◆ ACTIVITY
Please copy every record below exactly, but leave the pictures out.
DATASET RECORDS Block Start
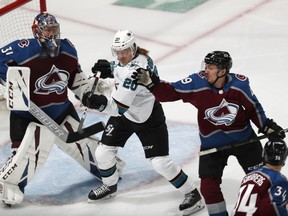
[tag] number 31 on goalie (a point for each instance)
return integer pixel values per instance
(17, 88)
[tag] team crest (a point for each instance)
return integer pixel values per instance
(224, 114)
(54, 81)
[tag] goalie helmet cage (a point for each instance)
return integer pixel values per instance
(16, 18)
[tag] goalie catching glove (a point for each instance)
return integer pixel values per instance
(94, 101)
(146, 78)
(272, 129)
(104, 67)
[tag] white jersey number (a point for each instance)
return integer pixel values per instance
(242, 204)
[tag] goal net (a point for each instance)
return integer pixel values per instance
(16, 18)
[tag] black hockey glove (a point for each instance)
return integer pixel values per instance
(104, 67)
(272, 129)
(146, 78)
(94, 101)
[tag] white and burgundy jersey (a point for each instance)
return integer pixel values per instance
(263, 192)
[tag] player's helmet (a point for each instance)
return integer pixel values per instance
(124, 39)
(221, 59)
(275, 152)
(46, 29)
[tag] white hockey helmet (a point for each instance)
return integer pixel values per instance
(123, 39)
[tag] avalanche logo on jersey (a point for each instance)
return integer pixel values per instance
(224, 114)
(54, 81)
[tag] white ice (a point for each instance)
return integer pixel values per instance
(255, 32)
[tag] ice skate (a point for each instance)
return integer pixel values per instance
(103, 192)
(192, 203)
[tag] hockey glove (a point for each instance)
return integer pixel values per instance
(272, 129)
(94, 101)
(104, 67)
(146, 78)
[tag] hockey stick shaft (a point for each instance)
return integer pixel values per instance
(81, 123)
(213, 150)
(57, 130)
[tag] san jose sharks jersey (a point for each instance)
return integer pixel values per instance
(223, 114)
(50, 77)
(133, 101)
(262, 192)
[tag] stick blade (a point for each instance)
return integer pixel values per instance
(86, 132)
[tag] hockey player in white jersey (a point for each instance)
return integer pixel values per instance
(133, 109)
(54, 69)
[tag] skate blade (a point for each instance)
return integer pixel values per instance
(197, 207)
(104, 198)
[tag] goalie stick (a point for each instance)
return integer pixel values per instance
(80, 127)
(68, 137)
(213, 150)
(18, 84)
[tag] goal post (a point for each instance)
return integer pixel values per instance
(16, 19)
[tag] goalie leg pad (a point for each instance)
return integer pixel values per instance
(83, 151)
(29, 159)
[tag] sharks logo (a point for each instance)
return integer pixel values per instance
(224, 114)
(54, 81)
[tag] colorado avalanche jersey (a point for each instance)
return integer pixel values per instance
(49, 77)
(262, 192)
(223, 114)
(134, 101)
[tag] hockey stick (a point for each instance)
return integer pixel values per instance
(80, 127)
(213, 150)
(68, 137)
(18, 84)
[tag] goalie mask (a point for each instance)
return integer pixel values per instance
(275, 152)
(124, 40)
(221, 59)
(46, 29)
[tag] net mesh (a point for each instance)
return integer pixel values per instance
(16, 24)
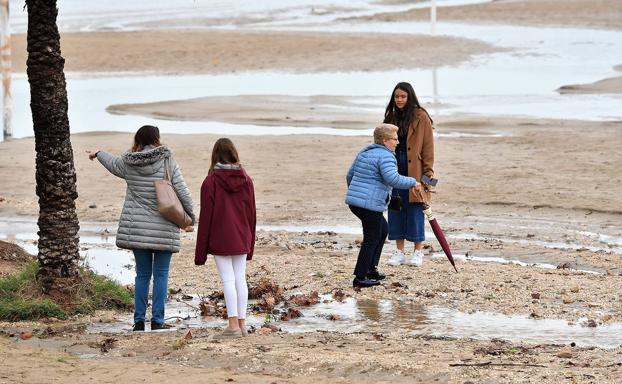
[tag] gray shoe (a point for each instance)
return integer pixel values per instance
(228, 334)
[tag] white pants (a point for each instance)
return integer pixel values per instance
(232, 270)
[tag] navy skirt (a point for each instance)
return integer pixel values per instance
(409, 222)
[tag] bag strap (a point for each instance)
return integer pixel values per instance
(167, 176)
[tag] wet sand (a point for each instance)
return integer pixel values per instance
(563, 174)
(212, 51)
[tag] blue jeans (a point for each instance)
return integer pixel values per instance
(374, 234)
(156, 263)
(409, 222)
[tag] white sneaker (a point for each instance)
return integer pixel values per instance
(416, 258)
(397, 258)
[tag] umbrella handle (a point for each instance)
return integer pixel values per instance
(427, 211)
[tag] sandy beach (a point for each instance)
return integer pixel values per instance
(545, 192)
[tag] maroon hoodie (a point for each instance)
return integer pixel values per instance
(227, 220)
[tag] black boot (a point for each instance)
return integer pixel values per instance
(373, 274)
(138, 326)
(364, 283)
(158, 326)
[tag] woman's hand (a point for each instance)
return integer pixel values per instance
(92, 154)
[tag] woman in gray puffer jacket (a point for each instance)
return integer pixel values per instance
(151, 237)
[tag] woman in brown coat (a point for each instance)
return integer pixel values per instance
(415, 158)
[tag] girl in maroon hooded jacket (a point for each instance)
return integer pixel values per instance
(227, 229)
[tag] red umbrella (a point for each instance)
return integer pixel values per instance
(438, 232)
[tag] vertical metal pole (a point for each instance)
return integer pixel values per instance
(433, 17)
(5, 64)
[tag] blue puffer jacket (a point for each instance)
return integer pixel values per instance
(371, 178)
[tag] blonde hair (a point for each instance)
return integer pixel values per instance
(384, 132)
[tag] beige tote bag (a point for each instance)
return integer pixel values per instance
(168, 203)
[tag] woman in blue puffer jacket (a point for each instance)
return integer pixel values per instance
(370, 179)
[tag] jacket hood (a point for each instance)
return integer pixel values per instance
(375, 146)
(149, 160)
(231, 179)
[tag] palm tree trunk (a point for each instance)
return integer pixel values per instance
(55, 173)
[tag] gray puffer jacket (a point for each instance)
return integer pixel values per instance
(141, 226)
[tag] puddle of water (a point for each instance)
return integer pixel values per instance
DATASET RECORDS Block End
◆ RESULT
[tag] number 31 on goalie (a point for each instance)
return integer pixel values per instance
(17, 88)
[tag] team crest (a point for each instance)
return integer pixel values per instance
(224, 114)
(54, 81)
[tag] goalie helmet cage (a point for each instance)
return integer pixel values per instance
(16, 18)
[tag] goalie catching glove (a point for each instance)
return integer pixel values per instance
(94, 101)
(146, 78)
(272, 129)
(104, 67)
[tag] white jersey number (a point for each instance)
return integer pixel values per instance
(242, 204)
[tag] goal net (a point for each instance)
return integer pixel values per instance
(16, 18)
[tag] black hockey glove (a point for each instance)
return integer pixel values per instance
(104, 67)
(272, 129)
(146, 78)
(94, 101)
[tag] white and burgundy jersey (a point for each instance)
return integer pixel values per instance
(263, 192)
[tag] player's helmet (a point for each instance)
return integer pixel values per instance
(124, 39)
(221, 59)
(275, 152)
(46, 29)
[tag] white hockey helmet (a point for each instance)
return integer pixel values per instance
(123, 39)
[tag] avalanche logo on jersey (a point for each instance)
return integer pixel values per instance
(224, 114)
(54, 81)
[tag] white ice (a point for each instance)
return integer pixel values per instance
(255, 32)
[tag] ice skate (a point for each instance)
return integer pixel values per instance
(103, 192)
(192, 203)
[tag] hockey glove (a point for each instance)
return integer pixel values per instance
(272, 129)
(94, 101)
(104, 67)
(146, 78)
[tag] hockey stick shaft (a point for each instance)
return integer pixel values per instance
(81, 123)
(213, 150)
(57, 130)
[tag] san jose sharks jersey (a point for each instance)
return integer pixel values per instance
(223, 114)
(50, 77)
(133, 101)
(262, 192)
[tag] stick blade (a point for each instance)
return integer pixel values per instance
(86, 132)
[tag] hockey player in white jersey (a point for each instance)
return integer pixel values per instance
(133, 109)
(54, 69)
[tag] skate blade (a point for each instance)
return integer pixel values per instance
(197, 207)
(104, 198)
[tag] goalie stick (a point for each instance)
return integer pixel values per instance
(80, 127)
(68, 137)
(213, 150)
(18, 84)
[tag] goal post (a point for each instance)
return integer pixel values per instance
(16, 19)
[tag] goalie leg pad (a point for each instance)
return integer pixel values per instance
(83, 151)
(29, 159)
[tag] sharks logo (a point for each instance)
return integer pixel values per instance
(224, 114)
(54, 81)
[tag] colorado avalanche jersey (a point for each instance)
return integer pixel values per instance
(49, 77)
(262, 192)
(223, 114)
(134, 101)
[tag] hockey stick (a point for each instance)
return integer pixel values per instance
(80, 127)
(213, 150)
(68, 137)
(18, 84)
[tag] goalie mask (a point for each instance)
return integer pixel values per instance
(275, 152)
(124, 40)
(221, 59)
(46, 29)
[tag] net mesh (a point for each instance)
return integer pixel values per instance
(16, 24)
[tag] gray shoe (a point for each instance)
return integer pixel values per instance
(228, 334)
[tag] white pants (a point for each instance)
return integer pixel values per instance
(232, 270)
[tag] navy skirt (a point for each instance)
return integer pixel values per instance
(409, 222)
[tag] bag strap (a point for each instance)
return integer pixel values per instance
(167, 176)
[tag] wet sand (a point for each instance)
return integer pixel values per instance
(563, 174)
(212, 51)
[tag] blue jeans (a point for each instance)
return integer pixel values per instance
(374, 234)
(156, 263)
(409, 222)
[tag] white sneaker (a point for each instance)
return integer pixel values per instance
(416, 258)
(397, 258)
[tag] umbrella handle (a point for each instance)
return integer pixel values per instance
(427, 211)
[tag] sandy beach (a point for each instance)
return integer pixel values per instance
(545, 192)
[tag] maroon hoodie (a point for each instance)
return integer pixel values per instance
(227, 220)
[tag] black boot (a point for each instance)
return integer pixel values per instance
(373, 274)
(138, 326)
(364, 283)
(158, 326)
[tag] woman's hand (a point for each instance)
return integer pixel values per instance
(92, 154)
[tag] woman in gray puffer jacket (a point for each instance)
return integer pixel values per instance
(151, 237)
[tag] woman in brown coat (a point for each instance)
return integer pixel values per instance
(415, 158)
[tag] girl in maroon hooded jacket (a point for each instance)
return integer pixel values per instance
(227, 229)
[tag] red umbrella (a point for each instance)
return integer pixel values per instance
(438, 232)
[tag] vertical metal pole (a point for each instance)
return integer pixel values per instance
(433, 17)
(5, 64)
[tag] blue puffer jacket (a point for each instance)
return integer pixel values per instance
(371, 178)
[tag] blonde hair (a point for each instance)
return integer pixel values per instance
(384, 132)
[tag] beige tote bag (a point for each instance)
return integer pixel values per instance
(168, 203)
[tag] woman in blue puffer jacket (a point for each instance)
return integer pixel values per instance
(370, 179)
[tag] jacket hood (a point for each instance)
return integer pixel values per instance
(375, 146)
(149, 160)
(231, 179)
[tag] palm tree trunk (a point for each instance)
return integer pixel values per instance
(55, 173)
[tag] gray puffer jacket (a point for each instance)
return integer pixel values per instance
(141, 226)
[tag] puddle of water (a point for each instance)
return integer pixel values per instance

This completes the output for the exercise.